Natural-language object grounding data
________________

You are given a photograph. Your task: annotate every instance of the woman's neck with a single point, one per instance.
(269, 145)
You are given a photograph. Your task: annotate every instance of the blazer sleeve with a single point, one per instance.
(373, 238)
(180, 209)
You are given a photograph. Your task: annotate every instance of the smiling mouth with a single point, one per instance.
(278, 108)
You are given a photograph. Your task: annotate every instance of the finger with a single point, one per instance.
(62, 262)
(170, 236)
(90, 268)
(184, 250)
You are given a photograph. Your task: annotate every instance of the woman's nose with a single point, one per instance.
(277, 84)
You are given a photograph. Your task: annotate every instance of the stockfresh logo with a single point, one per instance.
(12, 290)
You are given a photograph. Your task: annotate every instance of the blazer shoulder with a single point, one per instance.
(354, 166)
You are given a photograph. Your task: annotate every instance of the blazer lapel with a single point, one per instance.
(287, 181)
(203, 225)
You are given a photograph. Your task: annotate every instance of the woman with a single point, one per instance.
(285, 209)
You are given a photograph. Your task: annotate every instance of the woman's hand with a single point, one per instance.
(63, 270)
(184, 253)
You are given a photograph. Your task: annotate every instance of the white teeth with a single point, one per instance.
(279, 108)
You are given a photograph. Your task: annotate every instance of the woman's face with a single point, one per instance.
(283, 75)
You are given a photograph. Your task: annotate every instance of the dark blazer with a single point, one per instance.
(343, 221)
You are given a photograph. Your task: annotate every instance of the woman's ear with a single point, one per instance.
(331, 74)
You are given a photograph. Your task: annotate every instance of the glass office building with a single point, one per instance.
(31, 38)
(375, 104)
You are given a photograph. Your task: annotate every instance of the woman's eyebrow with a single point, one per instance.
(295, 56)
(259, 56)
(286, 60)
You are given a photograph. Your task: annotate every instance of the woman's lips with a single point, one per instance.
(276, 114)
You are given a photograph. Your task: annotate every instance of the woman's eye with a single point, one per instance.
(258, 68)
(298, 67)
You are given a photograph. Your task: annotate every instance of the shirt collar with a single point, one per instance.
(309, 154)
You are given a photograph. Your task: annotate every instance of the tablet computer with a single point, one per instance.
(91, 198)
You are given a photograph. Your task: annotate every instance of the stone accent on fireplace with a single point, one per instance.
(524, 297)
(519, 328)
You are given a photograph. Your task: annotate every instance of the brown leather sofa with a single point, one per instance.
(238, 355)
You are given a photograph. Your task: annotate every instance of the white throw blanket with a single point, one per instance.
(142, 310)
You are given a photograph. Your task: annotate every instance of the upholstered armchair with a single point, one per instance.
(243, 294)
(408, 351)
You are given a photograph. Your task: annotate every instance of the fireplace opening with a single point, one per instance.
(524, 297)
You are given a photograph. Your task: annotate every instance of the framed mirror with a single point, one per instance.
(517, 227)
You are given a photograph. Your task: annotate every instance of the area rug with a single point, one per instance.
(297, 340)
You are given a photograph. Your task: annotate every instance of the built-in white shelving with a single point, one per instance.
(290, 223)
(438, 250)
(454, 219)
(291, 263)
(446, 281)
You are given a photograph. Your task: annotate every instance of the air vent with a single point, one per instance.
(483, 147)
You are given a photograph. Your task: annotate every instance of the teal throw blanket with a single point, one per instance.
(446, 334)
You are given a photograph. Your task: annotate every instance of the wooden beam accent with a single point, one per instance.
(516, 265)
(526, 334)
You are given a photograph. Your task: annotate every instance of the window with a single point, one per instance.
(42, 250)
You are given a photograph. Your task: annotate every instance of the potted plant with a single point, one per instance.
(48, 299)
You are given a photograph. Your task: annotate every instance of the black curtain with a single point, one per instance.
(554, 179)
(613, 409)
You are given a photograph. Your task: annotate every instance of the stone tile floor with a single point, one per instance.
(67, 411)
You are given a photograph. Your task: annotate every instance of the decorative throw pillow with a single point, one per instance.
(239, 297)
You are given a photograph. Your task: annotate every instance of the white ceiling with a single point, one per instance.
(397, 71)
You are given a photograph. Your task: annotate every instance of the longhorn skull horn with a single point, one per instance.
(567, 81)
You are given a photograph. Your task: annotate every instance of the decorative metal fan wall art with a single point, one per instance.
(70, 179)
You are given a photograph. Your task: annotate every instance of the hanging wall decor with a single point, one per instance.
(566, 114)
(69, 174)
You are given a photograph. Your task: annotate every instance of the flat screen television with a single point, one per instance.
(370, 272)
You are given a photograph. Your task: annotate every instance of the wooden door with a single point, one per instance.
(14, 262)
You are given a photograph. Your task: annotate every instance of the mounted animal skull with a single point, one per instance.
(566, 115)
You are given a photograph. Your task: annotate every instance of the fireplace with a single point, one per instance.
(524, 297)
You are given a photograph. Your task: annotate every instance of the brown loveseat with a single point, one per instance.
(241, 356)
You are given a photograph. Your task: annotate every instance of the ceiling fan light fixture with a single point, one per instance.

________________

** Problem to solve **
Every entry should be reproduced exactly, with no part omitted.

** Answer to this exercise **
You are given a photograph. Your task: annotate every instance of the woman's neck with a single point, one per instance.
(269, 145)
You are given a photograph. Your task: annotate every instance of the blazer sleeve with a single point, one per instance.
(373, 238)
(180, 209)
You are given a photograph. Your task: annotate every instance of the smiling mouth with a single point, one per instance.
(278, 108)
You are given a photograph. Your task: annotate every instance of the finger with a single point, one per instance.
(62, 262)
(170, 236)
(90, 268)
(184, 250)
You are given a photograph. Your task: annotate every instance of the woman's nose with a single point, one per instance.
(277, 84)
You are given a photograph. Your task: annotate every instance of the stockfresh logo with a single point, one per instance.
(12, 290)
You are given a photograph. Your task: annotate every instance of the blazer shoulder with a single point, one per instance.
(354, 166)
You are given a photograph. Your task: annotate every instance of the blazer lapel with a single point, one per instance.
(287, 181)
(203, 225)
You are given a photograph. Your task: annotate every instance of the woman with a single point, one per instance.
(285, 209)
You are given a photograph. Your task: annotate every instance of the woman's hand with a single point, one per instance.
(63, 270)
(184, 253)
You are given a photograph. Your task: annotate every instance of the white teeth with a single point, one per instance.
(279, 108)
You are given a photograph. Your task: annotate every instance of the woman's face with a single point, one per instance.
(283, 75)
You are given a photograph. Your task: annotate every instance of the dark blazer with a single point, one per instance.
(343, 221)
You are given a photograph. Your task: annotate every instance of the woman's ear with a single point, one per instance.
(331, 74)
You are given a photograph. Your task: annotate every instance of the glass office building with a single point, one per instance.
(31, 38)
(375, 104)
You are given a photograph. Your task: annotate every instance of the woman's eyebrow with a single point, one per instance.
(295, 56)
(259, 56)
(286, 60)
You are given a photograph. Your task: annotate every instance of the woman's lips with a single point, one per instance.
(276, 114)
You are given a photograph. Your task: annotate every instance of the woman's eye with a single point, one per instance.
(258, 68)
(298, 67)
You are given a photograph. Your task: annotate every instance of the shirt collar with a single point, one per instance.
(309, 154)
You are given a photograph. Your task: annotate every instance of the tablet computer with a single point, one per instance.
(91, 198)
You are given a photograph. Your task: annotate every instance of the stone accent on fireplace with a single point, one per instance.
(524, 297)
(519, 328)
You are given a photograph. Your task: annotate every instance of the brown leather sofa with a single point, one per instance.
(238, 355)
You are given a photograph. Your task: annotate every instance of the white throw blanket with a single point, one per instance.
(142, 310)
You are given a photograph. Your task: annotate every instance of the upholstered armchair with a single point, one per instance.
(243, 294)
(408, 351)
You are given a photograph. Your task: annotate every instance of the fireplace opening with a single point, one per instance.
(524, 297)
You are given a photograph. Your task: annotate every instance of the framed mirror with a single point, one per instance.
(517, 227)
You are given a photograph. Your task: annotate every instance of the area rug with a single point, one per instance.
(297, 340)
You are given a photograph. Your task: annotate every instance of the built-in white shelving with a single point, one per instance.
(290, 223)
(438, 250)
(454, 219)
(291, 263)
(446, 281)
You are given a photograph. Your task: annotate every instance of the air vent with a single point, one per instance.
(483, 147)
You are given a photograph. Your task: annotate every instance of the teal throw blanket with a single point, one per instance.
(446, 334)
You are given a photograph. Your task: annotate every instance of the wooden beam accent with a single point, one per instance.
(516, 265)
(526, 334)
You are given a photograph. Your task: annotate every instance of the window with a single point, one per instance.
(42, 250)
You are given a photograph. Your task: annotate every instance of the potted plant with a single point, one per instance.
(48, 299)
You are given a photograph. Your task: annotate every instance of the black curtain with a single point, one per instance.
(554, 179)
(613, 409)
You are given a photograph. Your task: annotate every instance of the stone tile floor with a single point, one per instance.
(67, 411)
You are given a photograph. Your task: annotate every instance of the decorative throw pillow with a single point, one per instance.
(239, 297)
You are given a photograph. Your task: annotate every instance of the white ceiling with a single point, one per instance.
(397, 71)
You are given a photograph. Your task: annotate every instance of the longhorn skull horn with a single point, one per instance.
(567, 81)
You are given a photograph. Your task: annotate every instance of the decorative metal fan wall art with a single point, one per instance.
(70, 179)
You are given a photograph. Your task: annotate every instance of the hanging wall decor with a single point, one per instance.
(566, 114)
(69, 174)
You are given a photograph. Your task: annotate every instance of the flat screen television with a single point, one per instance.
(370, 272)
You are given a photograph. Your task: annotate every instance of the wooden door with a single point, one per instance.
(14, 262)
You are given a photograph. Your task: annotate every instance of the mounted animal skull with a single point, one per instance.
(566, 115)
You are given a photograph. Your task: annotate every instance of the fireplace with a single point, one per instance.
(524, 297)
You are given a photograph. Your task: annotate every instance of the brown loveseat with a single point, one per instance.
(241, 356)
You are given a photograph. Your task: annotate every instance of the ceiling fan light fixture with a single point, one per instance.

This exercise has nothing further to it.